Taste: Not Taken For Granted

Almost three years to the exact date of World Health Organization declaring COVID-19 a global pandemic I tested positive.  I had been dodging this thing for almost three years but now here it was.  To be honest I never quite understood HOW I didn’t contract it with how much I am exposed publicly.  I’m at Cook Cork & Fork several times a week in close proximity to guests, sharing a close quartered kitchen space and cleaning their dirty dishes.  Not to mention the small sink room where I work elbow to elbow with my CCF family.  I am at the grocery store at least 3 times a week if not more.  I interact with multiple clients on a weekly basis, going in and out of their homes.  And of course, I live my life and enjoy the social interactions of friends, dining out, shopping and the occasional theater movie or concert event.  But I dodged, nonetheless.

Of course in the beginning none of us knew what to expect if we tested positive and most of us probably had a level of fear in that unknown.  But as vaccines and knowledge came to light those fears lessened. Clearly nobody likes to be sick but we saw fewer tragic endings to positive tests and came to understand that symptoms can be managed.  And that’s true.  I’m not feeling great but it’s nothing more dramatic than when I’ve had the flu, or a really bad cold, or even strep throat – all of which I managed and got through.  However, as I sit isolated in my bedroom, away from my family, the one thing that is haunting me is this metallic taste I have in my mouth.  THIS is and for the most part has always been my greatest COVID fear – my sense of taste being affected. 

I rely daily on my ability to taste my food. It’s essential to what I do for a living to ensure that the seasoning is on point, that the quality of what I am delivering to clients upholds the standards that I’ve set when promoting my food as “delicious”.  I need to be able to taste ingredients together and know they are balanced and complimentary.  I need to be confident that the love I’m putting into the cooking effort is accurately reflected and felt when a client takes their first bite.

§ Dataset content:
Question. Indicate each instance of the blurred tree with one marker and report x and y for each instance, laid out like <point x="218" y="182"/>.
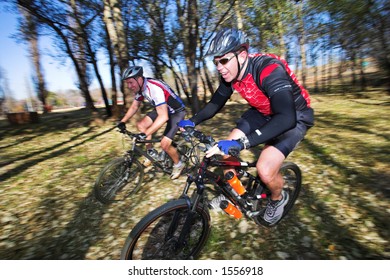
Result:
<point x="29" y="31"/>
<point x="54" y="15"/>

§ Activity:
Continue the personal essay on COVID and the fear of losing the sense of taste, starting right after its final sentence.

§ Result for this task:
OK, OK – I know you probably think this overly dramatic.  And maybe it is, but it is a real emotion that is present in me currently.  And while if you check back with me next week, I’ll most likely be in the kitchen tasting and adjusting just as I have in the past, I can’t help take pause to appreciate my sense of taste and how much it means to me.  We all have those moments, don’t we?  Where we are momentarily rocked by the reality of losing something we take for granted?  Of course we do.  And we reflect, make promises to be present and truly appreciate those things going forward.  So that’s what I’m doing right now – with this post.  I’m acknowledging how much I rely on and love my ability to taste.  I’m acknowledging how much I miss cooking for my clients and how much I miss being with my CCF family.  I’m acknowledging that I miss the taste of my morning orange juice.  And I’m acknowledging that if nothing else, this is once again, another validation of the love and the passion I have for how I feel when I’m in the kitchen, creating dishes, sharing myself and making people happy.  Be patient On The Menu – this too shall pass (I hope!!!!).